> [DATASET RECORDS]:
=-=-=

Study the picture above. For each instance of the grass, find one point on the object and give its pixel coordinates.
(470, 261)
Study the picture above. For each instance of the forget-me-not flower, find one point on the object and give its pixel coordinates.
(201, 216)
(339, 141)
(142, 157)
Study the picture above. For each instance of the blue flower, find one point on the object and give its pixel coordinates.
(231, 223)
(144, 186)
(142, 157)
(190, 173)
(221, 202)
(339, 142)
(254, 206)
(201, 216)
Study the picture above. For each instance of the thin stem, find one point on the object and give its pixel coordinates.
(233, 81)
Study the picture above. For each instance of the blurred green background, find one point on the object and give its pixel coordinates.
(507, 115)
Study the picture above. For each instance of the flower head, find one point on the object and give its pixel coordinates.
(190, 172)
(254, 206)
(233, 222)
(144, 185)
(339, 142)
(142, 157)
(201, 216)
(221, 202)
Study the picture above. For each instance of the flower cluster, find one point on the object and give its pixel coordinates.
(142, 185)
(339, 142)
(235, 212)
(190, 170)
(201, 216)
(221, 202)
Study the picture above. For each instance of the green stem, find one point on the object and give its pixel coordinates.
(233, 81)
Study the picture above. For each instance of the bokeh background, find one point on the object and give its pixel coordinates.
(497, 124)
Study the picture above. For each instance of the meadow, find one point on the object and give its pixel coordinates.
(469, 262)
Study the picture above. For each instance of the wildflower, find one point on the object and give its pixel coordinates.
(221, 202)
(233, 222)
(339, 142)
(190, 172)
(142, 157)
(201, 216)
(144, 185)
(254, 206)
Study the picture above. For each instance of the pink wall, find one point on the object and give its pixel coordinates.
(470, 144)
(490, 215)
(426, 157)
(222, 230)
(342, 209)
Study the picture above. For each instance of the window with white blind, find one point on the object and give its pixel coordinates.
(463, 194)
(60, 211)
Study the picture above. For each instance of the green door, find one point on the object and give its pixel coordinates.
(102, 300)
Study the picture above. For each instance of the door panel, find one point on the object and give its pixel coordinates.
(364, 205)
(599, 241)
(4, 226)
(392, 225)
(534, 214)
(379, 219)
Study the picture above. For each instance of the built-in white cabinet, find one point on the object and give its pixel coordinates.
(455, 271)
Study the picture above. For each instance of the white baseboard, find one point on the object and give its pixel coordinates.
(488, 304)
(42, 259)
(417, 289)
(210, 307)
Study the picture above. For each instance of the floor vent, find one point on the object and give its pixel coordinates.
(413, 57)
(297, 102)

=-=-=

> [WRITTEN TASK]: Format all lines of the entries above as a Markdown table with two columns, Row and Line, numbering each row and leaving out any blank lines.

> [ANSWER FOR THIS EXERCISE]:
| Row | Line |
|---|---|
| 1 | Study the picture above. For each instance of the grass, find one point on the object and give its pixel coordinates. |
| 2 | (470, 261) |
| 3 | Study the picture above. For each instance of the forget-me-not flower, find one point on the object and give its pixel coordinates. |
| 4 | (201, 216) |
| 5 | (339, 141) |
| 6 | (142, 157) |
| 7 | Study the picture above. For each instance of the blue flower, find one point on the object and give its pixel coordinates. |
| 8 | (231, 223) |
| 9 | (144, 186) |
| 10 | (142, 157) |
| 11 | (190, 173) |
| 12 | (221, 202) |
| 13 | (339, 142) |
| 14 | (254, 206) |
| 15 | (201, 216) |
| 16 | Study the picture above. For each instance of the thin stem, find one point on the object and give its pixel coordinates. |
| 17 | (233, 81) |
| 18 | Study the picture above. For each instance of the blurred green background, find one point on the object and give its pixel coordinates. |
| 19 | (507, 115) |
| 20 | Study the picture above. For each instance of the flower head, find one point on the object and give its pixel coordinates. |
| 21 | (190, 172) |
| 22 | (254, 206) |
| 23 | (233, 222) |
| 24 | (144, 185) |
| 25 | (339, 142) |
| 26 | (142, 157) |
| 27 | (201, 216) |
| 28 | (221, 202) |
| 29 | Study the picture above. For each instance of the flower cluster, find one point on the object and give its pixel coordinates. |
| 30 | (142, 185) |
| 31 | (339, 142) |
| 32 | (235, 212) |
| 33 | (190, 170) |
| 34 | (201, 216) |
| 35 | (221, 202) |
| 36 | Study the picture above. For each instance of the green stem, find one point on the object and give its pixel coordinates. |
| 37 | (233, 81) |
| 38 | Study the picture above. For each instance of the bokeh background, find one point on the object and give its pixel coordinates. |
| 39 | (497, 124) |
| 40 | Study the picture above. For each instance of the meadow, find one point on the object and give its pixel coordinates. |
| 41 | (469, 262) |
| 42 | Study the picture above. For each instance of the wildflower, find one point on the object and give its pixel coordinates. |
| 43 | (221, 202) |
| 44 | (233, 222) |
| 45 | (339, 142) |
| 46 | (190, 172) |
| 47 | (142, 157) |
| 48 | (201, 216) |
| 49 | (144, 185) |
| 50 | (254, 206) |
| 51 | Study the picture above. For each instance of the pink wall, find one point on the object and give its pixel coordinates. |
| 52 | (470, 144) |
| 53 | (490, 215) |
| 54 | (426, 157) |
| 55 | (222, 230) |
| 56 | (342, 209) |
| 57 | Study the picture above. For each instance of the window with white blind, find one point on the object and give its pixel coordinates. |
| 58 | (463, 194) |
| 59 | (60, 211) |
| 60 | Study the picture above. For each instance of the green door, find one point on the object and give its pixel coordinates. |
| 61 | (102, 300) |
| 62 | Study the picture above. For each instance of the door panel, find one point on the object and give its pixel coordinates. |
| 63 | (364, 205) |
| 64 | (599, 241) |
| 65 | (4, 226) |
| 66 | (392, 225) |
| 67 | (534, 214) |
| 68 | (379, 219) |
| 69 | Study the picture above. For each instance of the built-in white cabinet, find one point on the object and give its pixel coordinates. |
| 70 | (455, 271) |
| 71 | Study the picture above. For each instance of the white baseboard, find one point on the object and give its pixel coordinates. |
| 72 | (488, 304) |
| 73 | (42, 259) |
| 74 | (417, 289) |
| 75 | (210, 307) |
| 76 | Study the picture above. For each instance of the floor vent, find one point on the object and give its pixel coordinates. |
| 77 | (413, 57) |
| 78 | (297, 102) |